* **練習問題**:
A. 本文によると、鳴戸親方が腹部の脂肪を採取したのはいつですか。
B. 本文を「親方が行った幹細胞治療は、自」のある箇所から書き写し、「時間半かけて巡業先に戻った。」まで書いたら止めてください。その際、「新幹線」を「飛行機」に置き換えてください。

* **本文**:
---
稽古に支障が出にくい治療法として選択
鳴戸親方は2019年6月に新しい部屋開きを行ったばかり。12人の弟子を抱え、自身が稽古をつける。現在部屋を持つ親方の中で、実際にまわしを締めて土俵に上がるのは鳴戸親方だけだという。その指導スタイルを今後も続けていくために、現役時代から癖になっていて現在でも年に数回脱臼している膝蓋骨の脱臼治療に踏み切った。
親方が行った幹細胞治療は、自身の脂肪組織から培養した未分化の細胞である「幹細胞」を患部に投与して修復を促進する治療法だ。炎症を起こした部分に幹細胞や血小板が集まってきて修復が始まるという人間本来の回復機能を利用し、あらかじめ培養した大量の幹細胞を人工的に投与することで、回復力を格段に上げる。
親方は2019年9月に腹部の脂肪を採取、その1ヶ月後に膝に幹細胞を投与した。投与後はその足で立食形式のパーティーに参加。夜には新幹線で3時間半かけて巡業先に戻った。
鳴戸親方「メスを入れず、治療直後から動いていいと聞いたのですぐに弟子に稽古をつけられる。自分の細胞を使うというのも安心材料。幹細胞治療の存在を聞いてからは自分でも納得できるまで様々な情報を集めた。新しい治療法なので、弟子に勧める前に自分で試してみるという目的もあった」
---
* **参考データ**:

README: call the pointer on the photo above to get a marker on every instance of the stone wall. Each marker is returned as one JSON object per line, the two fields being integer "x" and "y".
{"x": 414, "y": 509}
---
* **解答**:
A. 2019年9月です。

B.
親方が行った幹細胞治療は、自身の脂肪組織から培養した未分化の細胞である「幹細胞」を患部に投与して修復を促進する治療法だ。炎症を起こした部分に幹細胞や血小板が集まってきて修復が始まるという人間本来の回復機能を利用し、あらかじめ培養した大量の幹細胞を人工的に投与することで、回復力を格段に上げる。
親方は2019年9月に腹部の脂肪を採取、その1ヶ月後に膝に幹細胞を投与した。投与後はその足で立食形式のパーティーに参加。夜には飛行機で3時間半かけて巡業先に戻った。